[Data for this exercise Boundary: Start]

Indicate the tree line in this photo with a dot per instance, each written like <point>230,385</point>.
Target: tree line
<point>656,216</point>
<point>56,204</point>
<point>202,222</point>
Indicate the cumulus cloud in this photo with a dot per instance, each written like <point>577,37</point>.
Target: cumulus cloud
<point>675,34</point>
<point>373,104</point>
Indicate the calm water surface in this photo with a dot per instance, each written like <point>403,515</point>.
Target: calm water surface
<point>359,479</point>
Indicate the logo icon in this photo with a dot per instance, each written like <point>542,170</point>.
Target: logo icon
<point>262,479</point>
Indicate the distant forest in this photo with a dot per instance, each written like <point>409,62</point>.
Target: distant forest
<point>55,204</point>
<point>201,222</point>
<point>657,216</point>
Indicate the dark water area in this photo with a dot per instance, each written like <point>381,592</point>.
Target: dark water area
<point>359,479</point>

[Data for this exercise Boundary: End]

Your assignment = After the last line, print all the entries once again, unchanged.

Response =
Indicate the tree line in this photo with a dot per instance, each written like <point>230,385</point>.
Target: tree line
<point>656,216</point>
<point>56,204</point>
<point>202,222</point>
Indicate the cumulus cloud in this photo with a dot per instance, each written like <point>577,37</point>.
Target: cumulus cloud
<point>675,34</point>
<point>373,104</point>
Indicate the calm water surface in this photo with a dot per instance, each written like <point>403,515</point>.
Target: calm water surface
<point>359,479</point>
Indicate the logo icon in this photo with a dot per instance, each written like <point>542,170</point>.
Target: logo icon
<point>262,479</point>
Indicate the distant forest in this photo with a dot per instance, each written like <point>409,62</point>.
Target: distant forest
<point>55,204</point>
<point>201,222</point>
<point>657,216</point>
Indicate the dark water area in this photo with a dot per instance, each written like <point>381,592</point>.
Target: dark water area
<point>359,479</point>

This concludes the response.